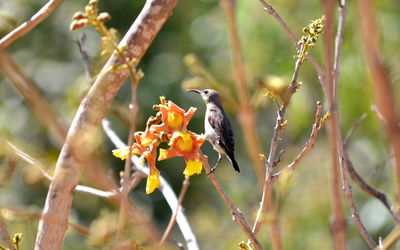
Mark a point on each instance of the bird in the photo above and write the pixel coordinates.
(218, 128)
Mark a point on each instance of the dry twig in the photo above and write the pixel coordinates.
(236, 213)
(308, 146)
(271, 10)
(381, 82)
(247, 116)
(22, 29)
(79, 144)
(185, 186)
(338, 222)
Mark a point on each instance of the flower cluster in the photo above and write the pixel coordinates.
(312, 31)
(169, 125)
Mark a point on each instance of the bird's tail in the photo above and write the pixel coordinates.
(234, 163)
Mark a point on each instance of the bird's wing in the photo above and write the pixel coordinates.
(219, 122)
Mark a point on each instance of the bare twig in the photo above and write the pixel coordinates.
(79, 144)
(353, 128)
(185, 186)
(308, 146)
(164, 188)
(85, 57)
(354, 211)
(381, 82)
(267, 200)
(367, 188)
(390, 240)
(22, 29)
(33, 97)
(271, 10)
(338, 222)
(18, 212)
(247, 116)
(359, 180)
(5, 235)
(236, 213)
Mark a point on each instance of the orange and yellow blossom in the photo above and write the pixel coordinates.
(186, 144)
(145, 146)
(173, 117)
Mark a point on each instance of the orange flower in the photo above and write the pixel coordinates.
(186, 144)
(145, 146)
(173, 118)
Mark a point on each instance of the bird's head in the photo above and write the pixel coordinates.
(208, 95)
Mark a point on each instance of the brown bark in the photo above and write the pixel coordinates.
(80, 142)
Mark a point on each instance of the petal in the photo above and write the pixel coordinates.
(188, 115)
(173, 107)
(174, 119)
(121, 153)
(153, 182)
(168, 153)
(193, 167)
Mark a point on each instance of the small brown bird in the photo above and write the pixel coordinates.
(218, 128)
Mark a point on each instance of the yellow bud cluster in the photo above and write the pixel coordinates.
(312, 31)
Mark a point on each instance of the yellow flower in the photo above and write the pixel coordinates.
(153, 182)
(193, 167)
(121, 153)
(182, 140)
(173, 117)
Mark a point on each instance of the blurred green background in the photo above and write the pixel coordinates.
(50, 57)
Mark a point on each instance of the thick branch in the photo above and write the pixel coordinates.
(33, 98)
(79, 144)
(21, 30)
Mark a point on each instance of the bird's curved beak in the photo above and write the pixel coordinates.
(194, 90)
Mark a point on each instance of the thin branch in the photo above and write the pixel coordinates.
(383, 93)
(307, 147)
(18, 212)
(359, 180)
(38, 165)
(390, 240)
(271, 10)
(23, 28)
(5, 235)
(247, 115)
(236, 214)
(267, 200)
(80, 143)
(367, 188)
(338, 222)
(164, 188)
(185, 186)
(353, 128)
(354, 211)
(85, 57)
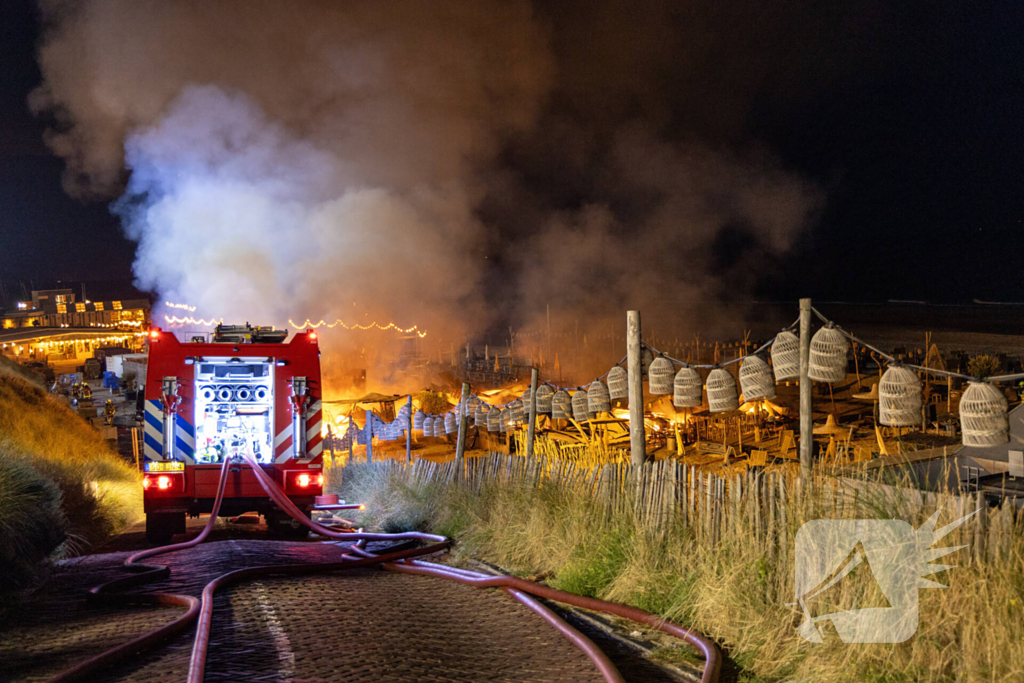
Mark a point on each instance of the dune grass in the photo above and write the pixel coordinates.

# Task to complete
Update the data starting at the line containing "Mark a point on each instance of the bird's curved" and ending at the end of the data, changing "thin branch" to "slender branch" and keeping everything else the same. Omit the pictures from your answer.

# Worked solution
Mark a point on each instance of the bird's curved beak in the photo above and write the pixel coordinates.
(194, 90)
Mark a point on each instance of the slender branch in the photo above and write the pixel coordinates.
(383, 93)
(307, 147)
(18, 212)
(359, 180)
(38, 165)
(390, 240)
(271, 10)
(23, 28)
(5, 235)
(247, 115)
(236, 214)
(267, 200)
(80, 143)
(367, 188)
(338, 222)
(164, 188)
(185, 186)
(353, 128)
(354, 211)
(85, 57)
Mark a point on each instance of the dune grass in the photo above and write the pixel coordinates.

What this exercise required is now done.